Write out all of the records exactly once more and skip the images.

▽

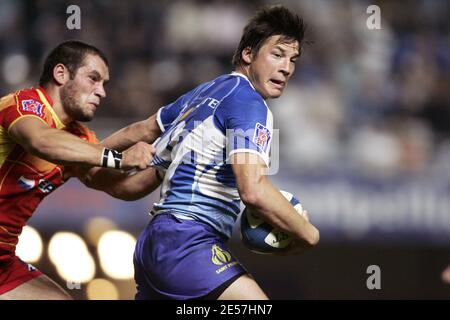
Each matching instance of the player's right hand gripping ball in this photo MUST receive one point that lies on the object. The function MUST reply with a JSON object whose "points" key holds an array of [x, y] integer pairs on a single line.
{"points": [[260, 236]]}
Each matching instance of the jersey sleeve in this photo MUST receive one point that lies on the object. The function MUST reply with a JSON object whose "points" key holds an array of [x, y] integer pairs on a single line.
{"points": [[22, 108], [248, 124], [168, 113]]}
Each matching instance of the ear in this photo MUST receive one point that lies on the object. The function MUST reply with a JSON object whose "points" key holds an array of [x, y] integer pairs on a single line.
{"points": [[247, 55], [61, 74]]}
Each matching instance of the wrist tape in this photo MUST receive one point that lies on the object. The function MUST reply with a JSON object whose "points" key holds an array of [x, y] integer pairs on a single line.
{"points": [[111, 159]]}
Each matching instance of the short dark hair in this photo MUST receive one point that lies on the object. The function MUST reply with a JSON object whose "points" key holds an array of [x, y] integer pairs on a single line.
{"points": [[70, 53], [267, 22]]}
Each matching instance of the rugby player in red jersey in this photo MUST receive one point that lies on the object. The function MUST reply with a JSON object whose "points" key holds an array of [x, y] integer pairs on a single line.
{"points": [[40, 138]]}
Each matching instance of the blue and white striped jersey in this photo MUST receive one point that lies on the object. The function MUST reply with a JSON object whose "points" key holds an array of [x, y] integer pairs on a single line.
{"points": [[201, 130]]}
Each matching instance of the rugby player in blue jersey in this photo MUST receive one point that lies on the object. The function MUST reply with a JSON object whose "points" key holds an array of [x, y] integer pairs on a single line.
{"points": [[213, 152]]}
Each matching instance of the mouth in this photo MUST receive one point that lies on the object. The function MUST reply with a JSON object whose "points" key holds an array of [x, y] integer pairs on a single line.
{"points": [[279, 84]]}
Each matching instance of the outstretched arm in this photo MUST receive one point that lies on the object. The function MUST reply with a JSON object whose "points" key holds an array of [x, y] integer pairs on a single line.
{"points": [[146, 130], [61, 147], [121, 185]]}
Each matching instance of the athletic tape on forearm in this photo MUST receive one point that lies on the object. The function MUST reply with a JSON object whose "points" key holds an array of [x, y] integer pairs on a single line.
{"points": [[111, 159]]}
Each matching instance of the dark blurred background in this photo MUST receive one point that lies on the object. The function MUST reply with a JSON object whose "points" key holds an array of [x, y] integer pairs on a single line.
{"points": [[364, 138]]}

△

Solution to this task ::
Each matching instance of the player's right hand gripping ball in this photo MUST receive one point that lies on the object. The function MUST reply with a JSON object whose "points" key holds an array of [x, y] integer pairs on a single line.
{"points": [[260, 236]]}
Each matching instance of the jersey sleeve in this photo MUST receive one point that lies on the object. The function MUST reply with a JSON object whose "points" key holds an array of [x, y] integer pairs on a single line.
{"points": [[22, 108], [248, 124], [168, 113]]}
Each matching instance of the ear in this photo MUST receive one point that lies on the object. The function MUST reply with a JSON object whose "points" key holds an array of [x, y] integer pairs on a single line.
{"points": [[247, 55], [61, 74]]}
Each matching instance of the wrist tape in this photo MUST receive one point that lies on the object. The function MUST reply with a JSON object whose "points" key holds an array of [x, y] integer pairs on a single line.
{"points": [[111, 159]]}
Each matching instance of the short dark hair in this photo MUST receive one point that lies on the object. The function MUST reply with a JSON object whose "points" key holds an array of [x, y] integer pairs on a single line.
{"points": [[70, 53], [267, 22]]}
Each matching instance of the rugby player in red jersey in this photo MUST receive one point that lies on the object. The function MUST reply with a JSON object whose "points" key holds an array of [x, y] integer pairs on a single line.
{"points": [[40, 138]]}
Each matching instance of the blue and white striped jersey in this photo MUST receive one point that lies on the object. The function MUST reply with a JSON object whose "points" key holds an array of [x, y] integer pairs on a single line.
{"points": [[201, 130]]}
Each matching instance of the rugby player in blue jersey in this photo MUST receive one point that lies on the object. The function MUST reply with a JSON object whose "points" key holds an array of [x, y] integer pairs on a single line.
{"points": [[213, 152]]}
Each matching instance of the mouth in this photo MUST receive one point that lies on the object. The function MUST reply with a JSON object whose "points" key holds an array of [x, y] integer pairs on a single line.
{"points": [[279, 84]]}
Each matching instance of the outstretched arm in this photo MUST receive one point that lies on the object. The function MUST reply with a JSON object whose "points" key holds an array of [x, y] integer pairs on a single line.
{"points": [[146, 130], [61, 147], [121, 185]]}
Each matching instance of the athletic tape on forearm in this photo MUST receive one point that lies on the object. The function MUST reply with a JSON object whose "points" key holds an array of [x, y] integer pairs on a single line.
{"points": [[111, 159]]}
Each matching instance of the dark blurred background in this photo MUST receive one point that lies on the object. The function MUST reply with a JSON object whose "points" key holds an array of [x, y] integer pairs on a single line.
{"points": [[364, 138]]}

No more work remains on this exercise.